**Text block**.
□ □ □ □ □

Delivered to Fort Rucker, AL., to the Army Aviation Board, and carried TATSA titles (Transportation Aircraft Test & Support Activity).

Jan-1962. Fort Benning, GA. Unit unknown.

Jul-1963. Returned to Fort Rucker as a test support aircraft, presumably to the Army Aviation Board.

Feb-1966 To Vietnam, joining the 54th Aviation Company.

August 1966. Arrived in the US at the Army Aeronautical Depot Maintenance Centre (ARADMAC) Depot, Corpus Christi, TX., into “serviceable storage”.

May 1969. Army Security Agency, Test & Evaluation Centre, Fort Huachuca, AZ., but based at Lakehurst Naval Air Station, NJ. (See note below).

Feb-1974. Assigned to an unknown unit in Alaska.

Incident: Watson Lake, YT. Feb-1974. On the ferry flight to Alaska suffered an engine failure.

Note: Following the above noted incident it was decided to advertise the aircraft for sale.

Notes preceeded by a date are extracts from Canadian Department of Transport archives.

07-Feb-1975 allotment C-GLES DHC-3 msn 338 to Air-Craftsmen Ltd., Rothesay, NB.

07-Feb-1975 Flight Permit & Temporary Certificate of Registration to ferry Watson Lake, YT., to Saint John, NB., and for Certificate of Airworthiness test flights.

Note Ferry permit subsequently cancelled following sale to Northern Thunderbird and changed to Watson Lake to Prince George.

• C-GLES Air-Craftsmen Ltd., Rothesay, NB. Temp regd 07-Feb-1975.

06-May-1975 Certificate of Airworthiness issued.

07-May-1975 Application for Certificate of Registration by Northern Thunderbird Air Ltd., Prince George, BC.

07-May-1975 Flight Permit & Temporary Certificate of Registration to ferry Edmonton, AB., to Prince George, BC., valid to 07-Jun-1975.

08-May-1975 Certificate of Registration issued to Northern Thunderbird Air Ltd., Prince George, BC.

• C-GLES Northern Thunderbird Air Ltd., Prince George, BC. Regd 20-Oct-1984. Bill of Sale; Northern Thunderbird Air Ltd., to St Cloud Aviation Inc., $CDN110,000 with floats and skis. Total time 11.357.hrs.

Total time since new as recorded in Canadian Department of Transport archives.

06-May-1975 - 5,823 hours

05-May-1976 - 6,626 hours

07-Apr-1977 - 7,411 hours

12-Apr-1978 - 7,962 hours

29-Apr-1979 - 8,557 hours

09-Apr-1980 - 9,268 hours

04-Apr-1981 - 10,051 hours

26-May-1982 - 10,607 hours

26-May-1983 - 11,084 hours

06-Jun-1984 - 11,301 hours

• C-GLES Cancelled from Canadian Civil Aircraft Register 07-Nov-1984.

• N338D St Cloud Aviation Inc., St.Cloud, MN. Regd 07-Nov-1984.

Airworthiness date: 29-Nov-1984.

• N338D Wayne C. Alsworth, Port Alsworth, AK. Regd Jan-1985

• Power-plant. Re-engined with a Wright Cyclone R-1820 engine, rated  at 1,200 horse power,. This work together with additional work was undertaken at Merrill Field, Anchorage during the early part of 1987.

□ □ □ □ □

**Exercise 1**. Duplicate the part of the aircraft history that opens with the words containing "04-Apr-1981 - 10,051" and closes with "Airworthiness date: 29-Nov-1984.".
**Exercise 2**. List every owner named in the bullet-point registration lines of the aircraft history.
**Exercise 3**. Take the aircraft history further, starting after its final sentence.
The records that follow come from a separate source and have no connection to the aircraft history.

**Excerpted data**.
□ □ □ □ □

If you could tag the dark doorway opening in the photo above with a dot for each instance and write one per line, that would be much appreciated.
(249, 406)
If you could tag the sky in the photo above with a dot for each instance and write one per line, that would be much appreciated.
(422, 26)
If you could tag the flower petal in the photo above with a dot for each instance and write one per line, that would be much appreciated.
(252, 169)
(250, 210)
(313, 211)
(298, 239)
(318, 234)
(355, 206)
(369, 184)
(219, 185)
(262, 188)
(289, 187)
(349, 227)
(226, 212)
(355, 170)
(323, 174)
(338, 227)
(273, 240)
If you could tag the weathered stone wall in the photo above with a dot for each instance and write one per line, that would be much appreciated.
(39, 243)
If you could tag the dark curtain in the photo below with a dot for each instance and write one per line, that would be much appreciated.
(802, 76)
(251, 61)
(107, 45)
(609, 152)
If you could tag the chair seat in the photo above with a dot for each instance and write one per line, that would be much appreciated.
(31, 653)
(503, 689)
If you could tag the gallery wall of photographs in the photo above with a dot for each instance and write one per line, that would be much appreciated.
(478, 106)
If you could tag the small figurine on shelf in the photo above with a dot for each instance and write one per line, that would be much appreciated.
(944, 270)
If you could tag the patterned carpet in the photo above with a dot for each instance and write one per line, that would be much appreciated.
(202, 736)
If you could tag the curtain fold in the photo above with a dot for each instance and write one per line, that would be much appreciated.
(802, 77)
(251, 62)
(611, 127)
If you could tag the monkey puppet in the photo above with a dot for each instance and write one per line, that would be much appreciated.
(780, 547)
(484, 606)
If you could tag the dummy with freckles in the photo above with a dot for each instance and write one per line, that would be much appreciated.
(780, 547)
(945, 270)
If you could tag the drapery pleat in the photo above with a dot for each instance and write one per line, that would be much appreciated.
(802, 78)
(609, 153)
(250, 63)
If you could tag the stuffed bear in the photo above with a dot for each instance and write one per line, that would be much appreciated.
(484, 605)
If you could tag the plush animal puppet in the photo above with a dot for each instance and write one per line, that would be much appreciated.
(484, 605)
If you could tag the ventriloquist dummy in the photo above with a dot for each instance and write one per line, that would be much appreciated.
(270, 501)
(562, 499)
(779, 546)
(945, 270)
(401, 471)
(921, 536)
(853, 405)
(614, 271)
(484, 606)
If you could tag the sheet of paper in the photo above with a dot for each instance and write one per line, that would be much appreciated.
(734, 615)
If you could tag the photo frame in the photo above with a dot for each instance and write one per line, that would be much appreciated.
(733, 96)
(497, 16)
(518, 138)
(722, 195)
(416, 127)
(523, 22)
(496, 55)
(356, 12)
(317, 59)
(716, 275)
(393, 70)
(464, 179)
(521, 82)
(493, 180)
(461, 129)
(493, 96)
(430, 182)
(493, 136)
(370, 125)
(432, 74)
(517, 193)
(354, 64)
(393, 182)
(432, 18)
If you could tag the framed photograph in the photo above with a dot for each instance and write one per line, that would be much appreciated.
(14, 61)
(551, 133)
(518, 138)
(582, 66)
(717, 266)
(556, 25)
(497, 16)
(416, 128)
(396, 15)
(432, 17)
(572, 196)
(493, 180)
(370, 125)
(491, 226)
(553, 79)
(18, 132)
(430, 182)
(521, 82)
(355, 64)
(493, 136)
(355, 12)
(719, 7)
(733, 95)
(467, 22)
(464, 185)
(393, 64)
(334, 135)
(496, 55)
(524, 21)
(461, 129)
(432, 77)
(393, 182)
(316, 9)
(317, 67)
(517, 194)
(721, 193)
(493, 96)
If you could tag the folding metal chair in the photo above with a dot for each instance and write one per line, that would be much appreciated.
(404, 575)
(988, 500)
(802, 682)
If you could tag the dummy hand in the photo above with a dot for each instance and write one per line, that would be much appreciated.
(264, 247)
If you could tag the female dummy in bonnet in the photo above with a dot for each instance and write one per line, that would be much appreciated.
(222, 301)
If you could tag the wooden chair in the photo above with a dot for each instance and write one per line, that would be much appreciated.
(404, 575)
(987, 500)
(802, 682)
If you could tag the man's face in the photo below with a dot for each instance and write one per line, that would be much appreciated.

□ □ □ □ □

**Expected output 1**.
04-Apr-1981 - 10,051 hours

26-May-1982 - 10,607 hours

26-May-1983 - 11,084 hours

06-Jun-1984 - 11,301 hours

• C-GLES Cancelled from Canadian Civil Aircraft Register 07-Nov-1984.

• N338D St Cloud Aviation Inc., St.Cloud, MN. Regd 07-Nov-1984.

Airworthiness date: 29-Nov-1984.

**Expected output 2**.
Air-Craftsmen Ltd.
Northern Thunderbird Air Ltd.
St Cloud Aviation Inc.
Wayne C. Alsworth

**Expected output 3**.
Power plant. Converted back to its original R-1340 powerplant. The story of this aspect of the aircraft’s history can be read below.

• N338D Leased to Sound Adventures Air Service Inc., Lake Hood, Anchorange, AK. 1988 to 1990.

• N338D Returned from lease to Wayne Alsworth, Port Alsworth, AK  Regd late 1990.

• N338D Dan Michel, Sterling, AK. dba All West Freight Inc. Regd early 1991.

Accident. Sterling, AK. Early 1992, Aircraft crashed at Sterling, details unknown. The wreck was dumped in the All West Freight hangar.

• N338D Mike Spisak, Kotzebue, AK. Regd circa Aug-2005.

• N338D Northern Aircraft Leasing LLC., of Cheyenne, WY. Regd 08 Aug 2005.

Note; Aircraft was rebuilt over the winter of 2005 / 2006, retaining the R-1340 engine.

• N338D Mavrik Aire, Soldotna, AK. Date unknown.

Incident; Approx six miles northeast of the Kenai Municipal Airport. 22- Aug-2006. The aircraft suffered engine failure, and force landed on swampy terrain. It was to remain there for some time. See the story below.

• N424KT Rustair Inc., Anchorage, AK. Regd 07-Jan-2008.

Current

Otter 338 was delivered to the United States Army on 28 July 1959 with serial 58-1719 (tail number 81719). It was delivered from Downsview to Fort Rucker, Alabama together with Otter 81718 on the same day, and joined the Army Aviation Board. It carried TATSA titles, standing for Transportation Aircraft Test & Support Activity.   By January 1962 81719 was assigned to Fort Benning, Georgia but in July 1963 it returned to Fort Rucker, again flying for the Army Aviation Board as a test aircraft. It continued in use at Fort Rucker until February 1966 when it was sent to Vietnam, joining the 54th Aviation Company.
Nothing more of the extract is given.